- Collected data
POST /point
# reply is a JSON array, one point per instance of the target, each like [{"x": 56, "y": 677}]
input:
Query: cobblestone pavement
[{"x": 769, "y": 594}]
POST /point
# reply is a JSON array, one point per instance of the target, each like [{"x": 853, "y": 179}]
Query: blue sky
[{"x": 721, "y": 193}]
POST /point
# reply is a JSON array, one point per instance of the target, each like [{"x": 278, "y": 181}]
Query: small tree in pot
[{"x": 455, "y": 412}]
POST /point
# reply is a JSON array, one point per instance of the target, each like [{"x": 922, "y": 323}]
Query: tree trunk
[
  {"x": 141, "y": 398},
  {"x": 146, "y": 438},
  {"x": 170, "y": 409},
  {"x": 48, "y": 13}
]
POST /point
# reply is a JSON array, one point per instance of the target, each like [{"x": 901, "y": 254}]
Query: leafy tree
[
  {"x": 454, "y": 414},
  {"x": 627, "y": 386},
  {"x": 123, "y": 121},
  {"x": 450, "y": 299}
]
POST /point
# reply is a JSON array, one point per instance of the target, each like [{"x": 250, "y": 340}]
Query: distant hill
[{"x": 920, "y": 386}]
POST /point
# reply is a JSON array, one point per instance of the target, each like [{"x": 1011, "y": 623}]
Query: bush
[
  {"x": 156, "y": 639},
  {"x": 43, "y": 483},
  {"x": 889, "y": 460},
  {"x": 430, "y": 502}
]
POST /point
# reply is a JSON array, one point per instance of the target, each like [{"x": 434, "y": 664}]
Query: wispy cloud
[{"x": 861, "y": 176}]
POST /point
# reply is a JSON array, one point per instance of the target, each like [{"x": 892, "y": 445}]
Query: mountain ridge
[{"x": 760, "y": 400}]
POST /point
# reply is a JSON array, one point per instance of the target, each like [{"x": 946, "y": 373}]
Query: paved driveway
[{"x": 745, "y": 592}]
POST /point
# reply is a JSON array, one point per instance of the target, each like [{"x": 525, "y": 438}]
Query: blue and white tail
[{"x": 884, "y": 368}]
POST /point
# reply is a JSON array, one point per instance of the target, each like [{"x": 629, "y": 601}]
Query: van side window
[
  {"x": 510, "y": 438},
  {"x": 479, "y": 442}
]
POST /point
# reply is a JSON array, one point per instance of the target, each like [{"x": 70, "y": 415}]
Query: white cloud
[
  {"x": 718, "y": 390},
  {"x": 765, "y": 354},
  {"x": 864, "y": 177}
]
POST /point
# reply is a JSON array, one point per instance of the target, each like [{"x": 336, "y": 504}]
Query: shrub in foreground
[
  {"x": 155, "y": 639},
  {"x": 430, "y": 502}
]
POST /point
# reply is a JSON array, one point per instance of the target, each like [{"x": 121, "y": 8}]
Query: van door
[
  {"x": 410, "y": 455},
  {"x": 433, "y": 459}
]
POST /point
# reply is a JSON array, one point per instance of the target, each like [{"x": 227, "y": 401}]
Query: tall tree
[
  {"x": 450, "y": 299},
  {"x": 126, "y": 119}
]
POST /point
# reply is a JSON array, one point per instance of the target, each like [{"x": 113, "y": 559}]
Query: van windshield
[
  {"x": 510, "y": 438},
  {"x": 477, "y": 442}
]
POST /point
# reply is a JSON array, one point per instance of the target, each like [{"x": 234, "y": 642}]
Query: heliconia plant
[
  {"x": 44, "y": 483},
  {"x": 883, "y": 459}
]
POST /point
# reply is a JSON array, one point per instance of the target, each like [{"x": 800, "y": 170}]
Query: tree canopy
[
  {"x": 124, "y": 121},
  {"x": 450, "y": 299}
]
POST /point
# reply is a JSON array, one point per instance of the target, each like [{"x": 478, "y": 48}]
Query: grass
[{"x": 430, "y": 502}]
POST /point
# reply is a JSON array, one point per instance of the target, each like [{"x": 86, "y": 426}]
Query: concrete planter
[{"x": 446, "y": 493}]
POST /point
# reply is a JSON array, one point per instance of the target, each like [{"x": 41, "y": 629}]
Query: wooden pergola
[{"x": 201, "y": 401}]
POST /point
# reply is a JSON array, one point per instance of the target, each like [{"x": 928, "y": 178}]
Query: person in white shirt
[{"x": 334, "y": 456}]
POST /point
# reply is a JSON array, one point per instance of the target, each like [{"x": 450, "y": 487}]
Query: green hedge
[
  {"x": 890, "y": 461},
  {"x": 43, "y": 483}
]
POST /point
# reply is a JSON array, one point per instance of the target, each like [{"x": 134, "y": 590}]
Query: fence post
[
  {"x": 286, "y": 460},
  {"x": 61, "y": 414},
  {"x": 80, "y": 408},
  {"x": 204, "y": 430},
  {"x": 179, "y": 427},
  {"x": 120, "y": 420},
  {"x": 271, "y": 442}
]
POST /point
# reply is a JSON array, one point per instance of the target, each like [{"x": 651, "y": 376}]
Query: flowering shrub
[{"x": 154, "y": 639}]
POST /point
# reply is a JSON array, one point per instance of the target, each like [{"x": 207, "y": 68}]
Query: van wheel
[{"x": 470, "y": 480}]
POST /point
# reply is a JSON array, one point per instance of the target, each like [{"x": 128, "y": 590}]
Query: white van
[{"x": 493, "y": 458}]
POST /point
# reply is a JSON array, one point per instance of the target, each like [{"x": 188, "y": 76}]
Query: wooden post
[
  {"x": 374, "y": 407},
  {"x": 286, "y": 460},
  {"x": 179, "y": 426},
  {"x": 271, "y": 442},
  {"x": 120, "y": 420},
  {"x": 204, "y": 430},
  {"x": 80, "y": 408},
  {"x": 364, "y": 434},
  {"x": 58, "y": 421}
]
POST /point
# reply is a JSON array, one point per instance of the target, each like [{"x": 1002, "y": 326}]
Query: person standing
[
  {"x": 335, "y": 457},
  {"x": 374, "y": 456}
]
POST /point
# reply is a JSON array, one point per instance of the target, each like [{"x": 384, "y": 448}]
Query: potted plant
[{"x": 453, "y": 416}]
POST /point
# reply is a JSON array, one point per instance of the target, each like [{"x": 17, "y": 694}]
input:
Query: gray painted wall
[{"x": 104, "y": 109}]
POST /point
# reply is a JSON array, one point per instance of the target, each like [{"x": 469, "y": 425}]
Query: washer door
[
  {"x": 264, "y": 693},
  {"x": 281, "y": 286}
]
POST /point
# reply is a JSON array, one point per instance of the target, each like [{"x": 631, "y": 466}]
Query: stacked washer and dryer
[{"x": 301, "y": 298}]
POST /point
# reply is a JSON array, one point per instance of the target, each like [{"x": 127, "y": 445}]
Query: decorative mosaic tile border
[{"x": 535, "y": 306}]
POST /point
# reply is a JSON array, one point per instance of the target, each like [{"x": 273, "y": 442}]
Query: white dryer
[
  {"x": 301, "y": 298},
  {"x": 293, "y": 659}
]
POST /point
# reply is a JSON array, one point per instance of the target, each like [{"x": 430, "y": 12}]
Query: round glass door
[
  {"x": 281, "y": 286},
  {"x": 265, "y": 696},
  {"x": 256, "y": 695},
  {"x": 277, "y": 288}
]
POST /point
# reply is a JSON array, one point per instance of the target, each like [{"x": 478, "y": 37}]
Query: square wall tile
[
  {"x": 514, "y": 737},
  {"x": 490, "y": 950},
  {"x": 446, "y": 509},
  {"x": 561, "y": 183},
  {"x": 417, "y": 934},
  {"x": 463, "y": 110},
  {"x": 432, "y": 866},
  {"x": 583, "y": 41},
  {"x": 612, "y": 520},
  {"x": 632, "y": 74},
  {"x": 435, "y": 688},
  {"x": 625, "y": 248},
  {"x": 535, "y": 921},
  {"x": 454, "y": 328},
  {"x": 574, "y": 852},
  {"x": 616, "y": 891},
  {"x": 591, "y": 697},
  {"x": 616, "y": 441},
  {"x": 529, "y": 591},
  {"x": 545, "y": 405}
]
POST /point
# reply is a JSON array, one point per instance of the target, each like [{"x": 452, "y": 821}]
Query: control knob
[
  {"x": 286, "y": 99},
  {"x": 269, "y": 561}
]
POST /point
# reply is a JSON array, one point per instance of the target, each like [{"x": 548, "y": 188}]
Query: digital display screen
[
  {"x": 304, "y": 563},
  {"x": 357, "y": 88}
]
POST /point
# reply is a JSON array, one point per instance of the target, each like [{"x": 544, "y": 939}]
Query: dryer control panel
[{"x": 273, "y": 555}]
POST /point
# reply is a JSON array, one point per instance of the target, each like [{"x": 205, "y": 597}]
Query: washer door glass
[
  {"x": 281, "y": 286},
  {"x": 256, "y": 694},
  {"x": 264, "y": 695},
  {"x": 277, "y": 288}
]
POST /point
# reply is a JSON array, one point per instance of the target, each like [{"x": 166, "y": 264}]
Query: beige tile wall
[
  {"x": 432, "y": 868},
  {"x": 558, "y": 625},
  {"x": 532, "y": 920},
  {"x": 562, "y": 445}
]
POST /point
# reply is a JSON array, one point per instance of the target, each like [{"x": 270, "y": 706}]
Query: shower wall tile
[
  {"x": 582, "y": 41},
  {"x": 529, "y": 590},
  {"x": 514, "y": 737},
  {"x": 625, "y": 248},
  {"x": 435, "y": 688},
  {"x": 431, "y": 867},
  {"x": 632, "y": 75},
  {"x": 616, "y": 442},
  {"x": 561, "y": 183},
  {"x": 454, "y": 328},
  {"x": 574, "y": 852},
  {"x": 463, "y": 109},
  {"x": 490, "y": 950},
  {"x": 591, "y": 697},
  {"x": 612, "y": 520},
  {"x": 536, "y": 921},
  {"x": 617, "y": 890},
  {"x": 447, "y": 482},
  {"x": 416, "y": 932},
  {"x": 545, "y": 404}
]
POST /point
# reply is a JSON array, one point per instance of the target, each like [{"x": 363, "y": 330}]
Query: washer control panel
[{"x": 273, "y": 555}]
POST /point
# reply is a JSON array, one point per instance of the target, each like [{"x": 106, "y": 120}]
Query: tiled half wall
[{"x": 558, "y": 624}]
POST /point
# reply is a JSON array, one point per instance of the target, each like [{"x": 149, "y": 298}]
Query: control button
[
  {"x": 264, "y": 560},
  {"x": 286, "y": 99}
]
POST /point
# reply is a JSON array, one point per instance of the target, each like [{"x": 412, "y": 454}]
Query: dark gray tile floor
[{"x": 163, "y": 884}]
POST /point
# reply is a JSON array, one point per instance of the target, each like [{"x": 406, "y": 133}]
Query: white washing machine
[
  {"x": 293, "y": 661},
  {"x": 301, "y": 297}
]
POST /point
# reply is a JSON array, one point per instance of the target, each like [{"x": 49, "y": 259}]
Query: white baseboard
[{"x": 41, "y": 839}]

- WHAT TO DO
Gather every line of the material above that contains the string "gray", matching case exactly.

- SOLVED EXERCISE
Query: gray painted wall
Query: dark gray tile floor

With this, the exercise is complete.